#### SUPPLIED PASSAGE

What's an easy way to compare case insensitively of strings?

Question

Trying to compare strings using:

!(stringvector[i]).compare(vector[j][k])

only works for some entries of

vector[j][k]

-- namely ones that are a case sensitive string match.

How do I get case-insensitive matching from this functionality?

Here is a bit of code I was working on

#include <iostream>
#include <vector>
#include <string>

using namespace std; //poor form


vector<string> stringvector = {"Yo", "YO", "babbybabby"};
vector<string> vec1 = {"yo", "Yo" , "these"};
vector<string> vec2 = {"these", "checked" , "too" , "Yo", "babbybabby"};
vector<vector<string>> vvs = {vec1, vec2};

for (int v = 0; v < vvs.size(); v++) //first index of vector
{
    for(int s = 0; s < vvs[v].size(); s++) //second index of vector
        {

            for(int w = 0; w < stringvector.size(); w++)
            {
                if (stringvector[w] == vvs[v][s])
                {cout << "******FOUND******";}
            }

    }
}

This doesn't print out FOUND for the case-insensitive matches.

Stringvector[w] == vvs[v][s] does not make case-insensitive comparison, is there a way to add this functionality easily?

########

▸ **PROBLEMS TO SOLVE**:
A - Update the part of the forum question on case-insensitive string comparison that opens with "This doesn't print" and closes with "this functionality easily?", replacing "print out" with "display".
B - Translate this sentence from the forum question on case-insensitive string comparison into Spanish: "How do I get case-insensitive matching from this functionality?"
C - In the forum question on case-insensitive string comparison, which three strings are placed in stringvector?

#### RECORD EXCERPTS

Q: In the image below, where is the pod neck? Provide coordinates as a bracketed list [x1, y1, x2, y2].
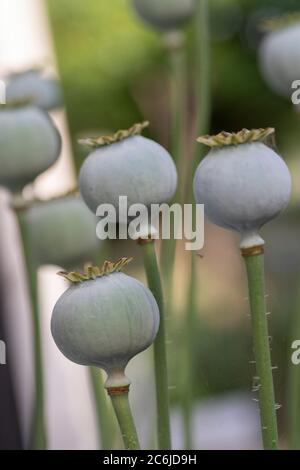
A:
[104, 368, 131, 395]
[240, 230, 265, 257]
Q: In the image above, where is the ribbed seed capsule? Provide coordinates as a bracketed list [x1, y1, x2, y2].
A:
[79, 123, 177, 222]
[259, 15, 300, 99]
[194, 129, 291, 248]
[51, 258, 159, 388]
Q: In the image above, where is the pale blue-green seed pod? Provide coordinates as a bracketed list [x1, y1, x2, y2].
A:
[51, 258, 159, 388]
[133, 0, 195, 30]
[25, 194, 100, 269]
[194, 129, 291, 248]
[79, 125, 177, 213]
[0, 105, 61, 192]
[259, 17, 300, 99]
[6, 69, 63, 111]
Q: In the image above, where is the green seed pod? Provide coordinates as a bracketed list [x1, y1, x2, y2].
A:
[0, 105, 61, 192]
[79, 123, 177, 218]
[6, 69, 63, 111]
[51, 258, 159, 388]
[133, 0, 195, 31]
[194, 128, 291, 248]
[25, 194, 100, 269]
[259, 14, 300, 98]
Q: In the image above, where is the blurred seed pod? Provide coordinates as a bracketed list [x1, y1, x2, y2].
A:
[133, 0, 195, 31]
[259, 14, 300, 99]
[25, 194, 100, 269]
[194, 129, 291, 248]
[0, 105, 61, 192]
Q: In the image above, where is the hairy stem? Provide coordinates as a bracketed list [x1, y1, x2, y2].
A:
[160, 31, 187, 303]
[182, 0, 211, 446]
[244, 254, 278, 450]
[89, 367, 114, 450]
[108, 389, 140, 450]
[141, 241, 171, 450]
[16, 205, 47, 450]
[287, 288, 300, 450]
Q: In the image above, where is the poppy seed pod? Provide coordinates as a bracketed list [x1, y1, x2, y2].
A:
[194, 129, 291, 248]
[259, 15, 300, 98]
[0, 105, 61, 192]
[79, 123, 177, 217]
[133, 0, 195, 30]
[25, 194, 99, 269]
[51, 258, 159, 388]
[6, 69, 63, 111]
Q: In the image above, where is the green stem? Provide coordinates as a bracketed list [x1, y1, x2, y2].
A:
[193, 0, 211, 165]
[17, 210, 47, 450]
[141, 241, 171, 450]
[110, 392, 140, 450]
[161, 31, 187, 302]
[287, 286, 300, 450]
[182, 0, 211, 448]
[181, 253, 197, 450]
[89, 367, 114, 450]
[244, 254, 278, 450]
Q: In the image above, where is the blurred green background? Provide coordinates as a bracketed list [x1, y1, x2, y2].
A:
[48, 0, 300, 442]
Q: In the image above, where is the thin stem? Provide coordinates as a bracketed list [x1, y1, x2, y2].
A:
[161, 31, 187, 302]
[17, 210, 47, 450]
[192, 0, 211, 169]
[141, 241, 171, 450]
[89, 367, 114, 450]
[110, 392, 140, 450]
[287, 288, 300, 450]
[244, 254, 278, 450]
[181, 253, 197, 450]
[182, 0, 211, 448]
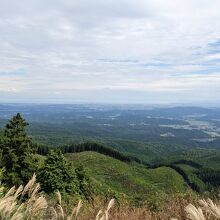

########

▸ **SOLVED TASKS**:
A -
This doesn't display FOUND for the case-insensitive matches.

Stringvector[w] == vvs[v][s] does not make case-insensitive comparison, is there a way to add this functionality easily?

B - ¿Cómo consigo una coincidencia que no distinga entre mayúsculas y minúsculas con esta funcionalidad?

C - "Yo", "YO", and "babbybabby".